» Supplied data
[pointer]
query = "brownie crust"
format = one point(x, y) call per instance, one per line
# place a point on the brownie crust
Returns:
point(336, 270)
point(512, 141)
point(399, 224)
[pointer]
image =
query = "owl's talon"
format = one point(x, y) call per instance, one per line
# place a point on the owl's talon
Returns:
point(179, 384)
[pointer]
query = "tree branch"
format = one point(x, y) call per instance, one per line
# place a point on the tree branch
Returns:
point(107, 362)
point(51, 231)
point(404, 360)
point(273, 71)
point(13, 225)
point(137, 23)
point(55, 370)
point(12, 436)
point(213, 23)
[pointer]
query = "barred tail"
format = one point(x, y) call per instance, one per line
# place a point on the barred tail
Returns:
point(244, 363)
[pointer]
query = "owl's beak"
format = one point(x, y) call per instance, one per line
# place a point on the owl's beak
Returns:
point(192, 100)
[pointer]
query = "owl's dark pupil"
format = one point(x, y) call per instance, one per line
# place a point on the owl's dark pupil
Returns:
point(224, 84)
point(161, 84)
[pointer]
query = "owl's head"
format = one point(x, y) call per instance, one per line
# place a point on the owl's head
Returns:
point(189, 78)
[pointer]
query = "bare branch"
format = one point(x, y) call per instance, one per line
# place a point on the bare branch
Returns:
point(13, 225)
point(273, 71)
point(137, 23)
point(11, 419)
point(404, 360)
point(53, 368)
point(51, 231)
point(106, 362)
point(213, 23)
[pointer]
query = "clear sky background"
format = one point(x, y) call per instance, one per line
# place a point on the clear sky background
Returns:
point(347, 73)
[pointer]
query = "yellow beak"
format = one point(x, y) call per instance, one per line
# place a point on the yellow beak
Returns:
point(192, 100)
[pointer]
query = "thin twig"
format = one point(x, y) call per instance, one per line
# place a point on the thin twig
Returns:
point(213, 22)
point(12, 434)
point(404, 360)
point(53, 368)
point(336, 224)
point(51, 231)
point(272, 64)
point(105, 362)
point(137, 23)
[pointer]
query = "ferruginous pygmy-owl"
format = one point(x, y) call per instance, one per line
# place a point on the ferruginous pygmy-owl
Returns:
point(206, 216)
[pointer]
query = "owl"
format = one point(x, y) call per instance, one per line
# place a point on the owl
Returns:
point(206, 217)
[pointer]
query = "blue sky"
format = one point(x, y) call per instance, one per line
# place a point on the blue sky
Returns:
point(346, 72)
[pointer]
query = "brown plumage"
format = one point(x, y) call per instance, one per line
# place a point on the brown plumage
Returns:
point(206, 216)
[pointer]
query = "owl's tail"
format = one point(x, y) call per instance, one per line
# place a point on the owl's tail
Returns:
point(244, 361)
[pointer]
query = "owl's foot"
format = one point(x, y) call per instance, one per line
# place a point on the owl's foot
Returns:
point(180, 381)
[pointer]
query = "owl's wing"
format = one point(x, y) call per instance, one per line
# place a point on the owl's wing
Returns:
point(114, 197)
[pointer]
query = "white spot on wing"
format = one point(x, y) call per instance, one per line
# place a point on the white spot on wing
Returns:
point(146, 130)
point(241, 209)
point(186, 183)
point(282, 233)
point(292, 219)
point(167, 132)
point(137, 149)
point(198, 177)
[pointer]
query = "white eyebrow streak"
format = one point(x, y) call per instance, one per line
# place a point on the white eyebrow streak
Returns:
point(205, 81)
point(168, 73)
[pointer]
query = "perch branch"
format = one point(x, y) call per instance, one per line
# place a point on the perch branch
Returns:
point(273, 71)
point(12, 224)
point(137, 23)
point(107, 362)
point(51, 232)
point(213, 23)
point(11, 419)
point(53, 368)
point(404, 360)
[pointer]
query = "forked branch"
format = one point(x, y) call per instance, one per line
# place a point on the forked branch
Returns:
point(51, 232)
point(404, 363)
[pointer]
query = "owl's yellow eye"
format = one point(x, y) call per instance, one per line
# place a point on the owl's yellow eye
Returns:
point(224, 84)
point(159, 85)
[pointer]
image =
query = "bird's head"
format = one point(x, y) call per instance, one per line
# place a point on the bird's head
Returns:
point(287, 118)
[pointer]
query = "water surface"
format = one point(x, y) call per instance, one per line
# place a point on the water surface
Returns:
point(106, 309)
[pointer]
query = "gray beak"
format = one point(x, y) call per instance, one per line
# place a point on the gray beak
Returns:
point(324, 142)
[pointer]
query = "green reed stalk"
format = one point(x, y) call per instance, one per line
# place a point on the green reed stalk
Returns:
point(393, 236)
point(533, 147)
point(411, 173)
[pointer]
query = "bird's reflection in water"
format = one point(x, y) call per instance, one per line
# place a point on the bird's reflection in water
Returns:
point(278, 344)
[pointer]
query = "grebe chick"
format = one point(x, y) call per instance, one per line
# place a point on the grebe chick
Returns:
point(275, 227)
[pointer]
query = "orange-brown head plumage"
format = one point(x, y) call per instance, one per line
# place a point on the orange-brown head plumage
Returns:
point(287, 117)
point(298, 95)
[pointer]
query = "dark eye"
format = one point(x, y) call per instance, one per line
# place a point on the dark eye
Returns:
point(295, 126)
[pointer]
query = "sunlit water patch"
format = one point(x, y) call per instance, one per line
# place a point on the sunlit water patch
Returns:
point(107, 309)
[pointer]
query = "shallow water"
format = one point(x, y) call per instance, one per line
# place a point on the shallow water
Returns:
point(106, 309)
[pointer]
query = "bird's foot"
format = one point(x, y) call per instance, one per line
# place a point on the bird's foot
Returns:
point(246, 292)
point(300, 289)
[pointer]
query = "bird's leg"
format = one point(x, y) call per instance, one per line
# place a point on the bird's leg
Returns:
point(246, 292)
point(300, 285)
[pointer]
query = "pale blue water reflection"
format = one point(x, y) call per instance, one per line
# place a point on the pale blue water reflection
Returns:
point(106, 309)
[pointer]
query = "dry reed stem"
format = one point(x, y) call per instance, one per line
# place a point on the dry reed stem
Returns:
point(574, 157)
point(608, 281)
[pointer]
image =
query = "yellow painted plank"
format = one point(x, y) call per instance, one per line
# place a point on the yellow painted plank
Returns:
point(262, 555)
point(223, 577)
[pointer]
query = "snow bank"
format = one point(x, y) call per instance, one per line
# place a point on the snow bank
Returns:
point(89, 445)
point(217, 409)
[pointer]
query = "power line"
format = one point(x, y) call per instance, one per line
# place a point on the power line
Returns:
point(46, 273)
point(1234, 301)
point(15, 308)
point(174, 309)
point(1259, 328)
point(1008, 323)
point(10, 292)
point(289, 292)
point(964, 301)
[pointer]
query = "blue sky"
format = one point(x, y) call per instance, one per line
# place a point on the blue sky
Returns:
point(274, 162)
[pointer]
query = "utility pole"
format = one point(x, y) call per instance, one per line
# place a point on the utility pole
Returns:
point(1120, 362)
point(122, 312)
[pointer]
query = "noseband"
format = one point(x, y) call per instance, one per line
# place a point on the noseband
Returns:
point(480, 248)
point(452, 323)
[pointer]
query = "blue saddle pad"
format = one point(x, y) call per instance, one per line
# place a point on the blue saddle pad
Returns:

» Written request
Quote the data in full, keeping each word unchanged.

» Exercise solution
[pointer]
query = "brownie crust"
format = one point(x, y) call per instance, one per line
# place a point on the brownie crust
Returns:
point(336, 270)
point(512, 141)
point(399, 224)
[pointer]
image =
query = "owl's talon"
format = one point(x, y) call per instance, one per line
# place a point on the owl's talon
Returns:
point(179, 384)
[pointer]
query = "tree branch"
format = one point(x, y) call per instance, one per line
# place a point on the tree branch
Returns:
point(107, 362)
point(51, 231)
point(404, 360)
point(273, 71)
point(13, 225)
point(137, 23)
point(55, 370)
point(12, 436)
point(213, 23)
[pointer]
query = "barred tail"
format = one point(x, y) call per instance, one per line
# place a point on the barred tail
Returns:
point(244, 363)
[pointer]
query = "owl's beak"
format = one point(x, y) call per instance, one per line
# place a point on the owl's beak
Returns:
point(192, 100)
[pointer]
query = "owl's dark pupil"
format = one point(x, y) call per instance, one per line
# place a point on the owl's dark pupil
Returns:
point(224, 84)
point(161, 84)
[pointer]
query = "owl's head"
format = one point(x, y) call per instance, one per line
# place a point on the owl's head
Returns:
point(189, 78)
[pointer]
query = "bare branch"
format = one point(x, y) call per instance, one per line
# place a point on the bare branch
Returns:
point(13, 225)
point(273, 71)
point(137, 23)
point(11, 419)
point(404, 360)
point(53, 368)
point(51, 231)
point(106, 362)
point(213, 23)
[pointer]
query = "clear sky background"
format = one point(x, y) call per instance, one per line
# place a point on the clear sky background
Returns:
point(347, 73)
[pointer]
query = "yellow beak"
format = one point(x, y) call per instance, one per line
# place a point on the yellow beak
Returns:
point(192, 100)
[pointer]
query = "thin twig"
format = one point(x, y) call per instance, one per line
# place a point on the thin twig
Returns:
point(213, 22)
point(12, 434)
point(404, 360)
point(53, 368)
point(336, 224)
point(51, 231)
point(272, 64)
point(105, 362)
point(137, 23)
[pointer]
query = "ferruginous pygmy-owl"
format = one point(x, y) call per instance, one per line
# place a point on the ferruginous pygmy-owl
Returns:
point(206, 216)
[pointer]
query = "owl"
format = one point(x, y) call per instance, one per line
# place a point on the owl
Returns:
point(206, 217)
[pointer]
query = "blue sky"
format = one point(x, y) call per instance, one per line
# place a point on the blue sky
Returns:
point(346, 72)
[pointer]
query = "brown plumage"
format = one point(x, y) call per instance, one per line
# place a point on the brown plumage
Returns:
point(206, 216)
[pointer]
query = "owl's tail"
format = one point(x, y) call per instance, one per line
# place a point on the owl's tail
Returns:
point(244, 361)
[pointer]
query = "owl's foot"
format = one point(x, y) call per instance, one per line
# place a point on the owl's foot
Returns:
point(180, 381)
[pointer]
query = "owl's wing"
format = one point(x, y) call per instance, one per line
# place a point on the owl's wing
Returns:
point(114, 197)
[pointer]
query = "white spot on wing"
format = one point(x, y) call per instance, one per line
# place a point on the white spot on wing
Returns:
point(146, 130)
point(241, 209)
point(186, 183)
point(282, 233)
point(292, 219)
point(167, 132)
point(137, 149)
point(198, 177)
[pointer]
query = "white eyebrow streak"
format = one point(x, y) call per instance, one per line
# place a point on the white eyebrow streak
Returns:
point(205, 81)
point(168, 73)
[pointer]
query = "perch branch"
format = one point(x, y) call per instance, one per line
# place a point on the perch branch
Returns:
point(273, 71)
point(12, 224)
point(137, 23)
point(107, 362)
point(51, 232)
point(213, 23)
point(11, 419)
point(53, 368)
point(404, 360)
[pointer]
query = "forked branch"
format = one point(x, y) call per instance, one per line
# place a point on the forked branch
Returns:
point(51, 232)
point(404, 363)
[pointer]
query = "owl's yellow eye"
format = one point(x, y) call per instance, one per line
# place a point on the owl's yellow eye
Returns:
point(224, 84)
point(159, 85)
[pointer]
image =
query = "bird's head"
format = one point(x, y) call per instance, one per line
# place a point on the bird's head
Returns:
point(287, 118)
[pointer]
query = "water surface"
format = one point(x, y) call per instance, one per line
# place a point on the water surface
Returns:
point(106, 309)
[pointer]
query = "gray beak"
format = one point(x, y) call per instance, one per line
# place a point on the gray beak
Returns:
point(324, 142)
[pointer]
query = "green reed stalk"
format = one point(x, y) call per instance, one per line
# place a point on the green reed stalk
Returns:
point(393, 236)
point(533, 147)
point(411, 173)
[pointer]
query = "bird's reflection in water"
format = one point(x, y) call per instance, one per line
# place a point on the bird's reflection in water
Returns:
point(278, 344)
[pointer]
query = "grebe chick"
format = one point(x, y) call per instance, one per line
# place a point on the grebe chick
Returns:
point(275, 227)
[pointer]
query = "orange-brown head plumage"
format = one point(x, y) call per instance, one per line
# place a point on the orange-brown head plumage
Returns:
point(287, 117)
point(298, 95)
[pointer]
query = "dark eye"
format = one point(x, y) call per instance, one per line
# place a point on the dark eye
Returns:
point(295, 126)
[pointer]
query = "sunlit water patch"
format = one point(x, y) call per instance, one per line
# place a point on the sunlit water patch
Returns:
point(107, 309)
[pointer]
query = "shallow water"
format = one point(x, y) call per instance, one per line
# place a point on the shallow water
Returns:
point(106, 309)
[pointer]
query = "bird's foot"
format = one point(x, y) call per instance, one per line
# place a point on the bird's foot
Returns:
point(246, 292)
point(300, 289)
[pointer]
query = "bird's leg"
format = one point(x, y) call per instance, one per line
# place a point on the bird's leg
Returns:
point(246, 292)
point(300, 285)
[pointer]
query = "pale blue water reflection"
format = one point(x, y) call per instance, one per line
# place a point on the pale blue water reflection
Returns:
point(106, 309)
[pointer]
query = "dry reed stem"
format = one point(x, y) call per instance, one per line
# place a point on the dry reed stem
Returns:
point(574, 157)
point(608, 281)
[pointer]
image =
query = "yellow painted plank"
format = one point(x, y) call per instance, one per line
# place a point on the yellow painted plank
Returns:
point(262, 555)
point(223, 577)
[pointer]
query = "snow bank"
format = one point(x, y) call per instance, one per line
# place a point on the snow bank
Returns:
point(89, 445)
point(217, 409)
[pointer]
query = "power line"
format = one point(x, y) call per instance, one per line
# place a point on the power line
Returns:
point(46, 273)
point(1234, 301)
point(15, 308)
point(174, 309)
point(1259, 328)
point(1008, 323)
point(10, 292)
point(289, 292)
point(964, 301)
[pointer]
query = "blue sky"
format = one point(x, y) call per instance, one per line
# place a point on the blue sky
Returns:
point(274, 162)
[pointer]
query = "utility pole"
format = one point(x, y) call per instance, one per line
# place a point on the utility pole
Returns:
point(1120, 362)
point(122, 312)
[pointer]
query = "noseband"
format = one point(x, y) call per instance, one per line
# place a point on the noseband
Returns:
point(480, 248)
point(452, 323)
[pointer]
query = "blue saddle pad"
format = one point(x, y) call per instance, one per line
# place a point on the blue saddle pad
Returns:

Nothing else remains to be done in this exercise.